| RECORDED INFORMATION |

-- Opening Marker --

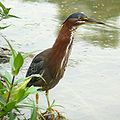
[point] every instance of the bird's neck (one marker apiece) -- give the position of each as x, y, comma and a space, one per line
64, 39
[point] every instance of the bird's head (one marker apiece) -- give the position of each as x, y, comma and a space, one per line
77, 19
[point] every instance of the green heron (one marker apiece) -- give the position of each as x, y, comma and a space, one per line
51, 63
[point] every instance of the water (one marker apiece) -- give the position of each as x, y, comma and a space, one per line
90, 87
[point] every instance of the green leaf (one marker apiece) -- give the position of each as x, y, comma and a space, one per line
7, 108
18, 62
2, 101
12, 116
2, 6
11, 48
5, 10
4, 27
33, 114
14, 16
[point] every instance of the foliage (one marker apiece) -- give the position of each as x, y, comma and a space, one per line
12, 93
5, 14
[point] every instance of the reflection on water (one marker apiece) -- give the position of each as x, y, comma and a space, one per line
91, 85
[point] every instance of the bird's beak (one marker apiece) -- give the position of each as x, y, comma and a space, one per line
89, 20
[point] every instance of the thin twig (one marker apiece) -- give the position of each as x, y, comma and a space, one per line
9, 93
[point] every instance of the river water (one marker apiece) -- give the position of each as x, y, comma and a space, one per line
90, 88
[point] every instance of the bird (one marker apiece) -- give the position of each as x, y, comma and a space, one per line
51, 63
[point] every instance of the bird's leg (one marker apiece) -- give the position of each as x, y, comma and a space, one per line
48, 102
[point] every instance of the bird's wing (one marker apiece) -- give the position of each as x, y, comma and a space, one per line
36, 66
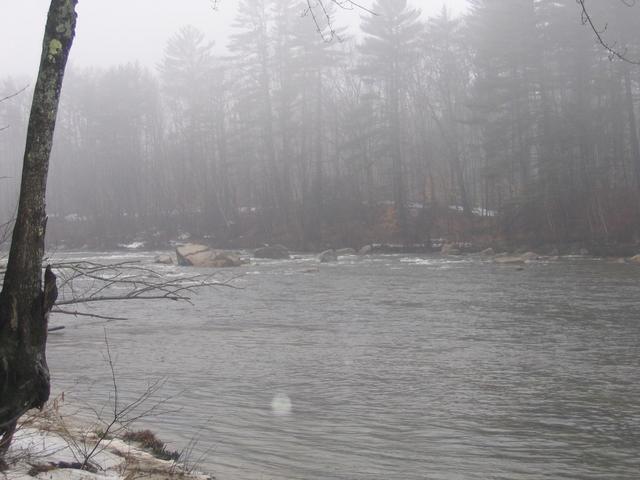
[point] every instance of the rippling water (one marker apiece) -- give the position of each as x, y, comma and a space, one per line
386, 367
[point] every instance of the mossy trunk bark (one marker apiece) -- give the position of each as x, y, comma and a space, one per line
24, 303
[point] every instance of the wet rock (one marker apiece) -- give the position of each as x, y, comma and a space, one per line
274, 252
163, 259
328, 256
366, 250
529, 256
509, 260
195, 255
635, 259
450, 249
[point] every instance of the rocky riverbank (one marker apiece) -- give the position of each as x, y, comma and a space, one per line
54, 447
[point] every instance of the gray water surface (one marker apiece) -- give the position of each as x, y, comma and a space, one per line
396, 368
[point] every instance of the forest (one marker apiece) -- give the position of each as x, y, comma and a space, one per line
510, 124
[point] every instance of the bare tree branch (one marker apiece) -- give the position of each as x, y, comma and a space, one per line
15, 94
612, 48
88, 282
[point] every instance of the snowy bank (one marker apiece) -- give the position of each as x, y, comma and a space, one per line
46, 447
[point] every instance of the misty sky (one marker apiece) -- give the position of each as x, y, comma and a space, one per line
112, 32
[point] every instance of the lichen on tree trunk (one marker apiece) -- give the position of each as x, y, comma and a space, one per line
24, 305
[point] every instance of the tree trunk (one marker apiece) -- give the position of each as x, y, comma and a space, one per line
24, 305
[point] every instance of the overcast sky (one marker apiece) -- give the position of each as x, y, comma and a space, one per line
112, 32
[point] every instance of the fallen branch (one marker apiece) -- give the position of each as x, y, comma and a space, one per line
88, 282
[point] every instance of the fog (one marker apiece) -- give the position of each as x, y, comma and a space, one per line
504, 121
120, 31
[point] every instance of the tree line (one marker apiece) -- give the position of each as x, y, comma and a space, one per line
510, 123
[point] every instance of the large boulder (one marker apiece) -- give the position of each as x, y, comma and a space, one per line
635, 259
274, 252
450, 249
509, 260
366, 250
529, 256
328, 256
163, 259
195, 255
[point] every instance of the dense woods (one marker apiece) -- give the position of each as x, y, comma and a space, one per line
510, 124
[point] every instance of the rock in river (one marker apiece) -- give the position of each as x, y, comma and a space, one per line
275, 252
328, 256
195, 255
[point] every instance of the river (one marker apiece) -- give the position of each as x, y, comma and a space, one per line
382, 367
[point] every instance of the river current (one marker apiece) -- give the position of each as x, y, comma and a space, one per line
381, 367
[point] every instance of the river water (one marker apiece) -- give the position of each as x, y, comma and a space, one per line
383, 367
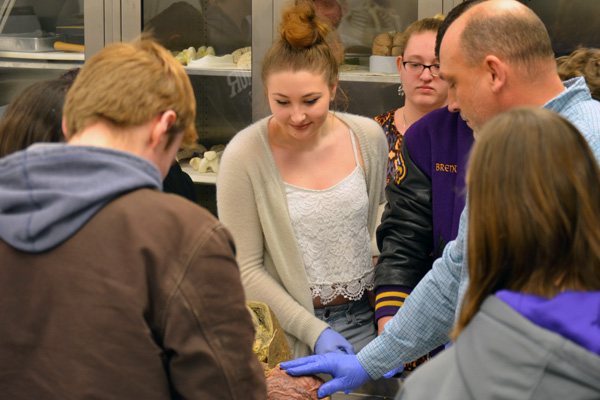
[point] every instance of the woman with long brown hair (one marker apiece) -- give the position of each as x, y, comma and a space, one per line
529, 327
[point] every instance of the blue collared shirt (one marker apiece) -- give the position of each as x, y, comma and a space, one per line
428, 314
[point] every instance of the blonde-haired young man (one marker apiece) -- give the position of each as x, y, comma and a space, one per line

-- Closing Marker --

Restate all of the material above word for word. Pictures do not belong in it.

| PROBLEM SOLUTION |
[point] every instance of the bird's neck (one marker apiece) -- give the position of each as x, y, comma and a space, one per line
64, 39
[point] every instance of the bird's head (one marker apiece) -- give the position of each as x, y, comma and a space, one per line
77, 19
[point] every instance of the green heron (one marker apiece) -- give the position of each as x, y, comma and a space, one per line
51, 63
[point] every instance of the water (one marker apiece) -- give the position of each as x, y, comma and a space, one per line
90, 87
[point] every instance of the green leaf (one marker apiece) -- give the position of each as x, y, comma and a space, one per line
7, 108
18, 62
2, 101
12, 116
2, 6
11, 48
5, 10
4, 27
33, 114
14, 16
[point] every instance of the foliage (one marker apiece) -- give the position of each as x, y, comma and a space, one per line
12, 93
5, 14
[point] every instance of the reflection on water (one marker apiece) -- give the position of each as x, y, comma and a space, one per line
91, 85
[point] every instance of the bird's beak (one marker apiece) -- give the position of each as x, y, comma and a space, one per line
89, 20
[point] every instance of the thin twig (one marker apiece) -- give the position of each as x, y, comma and a space, one per line
9, 93
[point] every instance of the river water (one marker apiece) -- give the position of each as x, y, comma and a space, one per line
90, 88
[point] every instance of the bird (one marker apiece) -- give the position of each as x, y, comma and a space, one per line
51, 63
[point] every instance of the bird's leg (one marker apiece) -- give the position of each as x, y, comma and a space, one per line
48, 102
[point] every instance of the bird's wing (one marker apiece) -- give the position of each as x, y, comma and a space, one per line
36, 66
[point] every instance of the rippling water (one marker apiece) -- give the position of each as x, y, comma and a space, one per line
386, 367
[point] every instance of the mossy trunk bark (one marker apiece) -- give the position of each as x, y, comma and a space, one per line
24, 303
[point] every instance of the wet rock (one marker apiece) -- give the position of each as x, y, comma and a space, one per line
274, 252
163, 259
328, 256
366, 250
529, 256
509, 260
195, 255
635, 259
450, 249
[point] every instance of the rocky riverbank (one marker apiece) -- give the position of each as x, y, comma and a space, one per line
54, 447
[point] every instance of the gray water surface (one marker apiece) -- give the position of each as x, y, comma and a space, one per line
396, 368
[point] every instance of the forest (one marker apiece) -- give the position of each as x, y, comma and a space, one per line
510, 124
[point] every instance of the bare tree branch (one marker apiece) -- give the position of each as x, y, comma and a space, one per line
15, 94
612, 48
88, 282
[point] every instance of the snowy bank (one marker apiece) -- give the position of each as x, y, comma and a space, one per line
46, 447
[point] every instance of the misty sky (one marker apiece) -- give the position of each as x, y, comma and a space, one per line
112, 32
[point] every instance of the lichen on tree trunk (one marker apiece) -- give the position of each as x, y, comma and a space, one per line
24, 305
[point] every instance of the tree trunk (one marker apiece) -- give the position of each as x, y, comma and a space, one per line
24, 305
[point] every instance of the overcast sky (one marker apiece) -- give the position of each as x, y, comma and a space, one per line
112, 32
[point] every instance of the fallen branch (one marker apiece) -- give the position of each as x, y, comma and a space, one per line
88, 282
[point] every instance of the fog (one marker apiece) -- give the position of each as x, y, comma and a space, one per line
504, 121
120, 31
[point] every instance of the tree line (one marker apiece) -- give the position of each as x, y, comma and a space, one per line
510, 123
[point] every instance of the large boulder (one marker apiece) -- give the position of each as x, y, comma and a space, one per line
635, 259
274, 252
450, 249
509, 260
366, 250
529, 256
328, 256
163, 259
195, 255
[point] every instance of the dense woods (one marker apiece) -- give the position of each as x, y, comma and a space, one per line
510, 124
[point] every instance of the rock in river (one marker apiece) -- give the position of each as x, y, comma and a space, one per line
275, 252
328, 256
195, 255
[point] every instance of the river (one marker apiece) -- give the position of each as x, y, comma and a space, one per line
382, 367
[point] every instance of the river current (one marker apiece) -- give the position of each as x, y, comma and a space, one per line
381, 367
[point] every instance of the river water (one marker apiece) -- give the position of each as x, y, comma and a space, one per line
383, 367
[point] every instance of the woman with long brown hair (one marker apiece) -- give the position of each as x, y, comma and a space, one per line
529, 327
[point] every instance of the blue collared shirt (one marker apiece) -- give the position of each as x, y, comma and a space, one per line
428, 314
[point] every instance of the blonde-haired young man (one marker apiece) -- give the position of each as x, y, comma and a space, one per line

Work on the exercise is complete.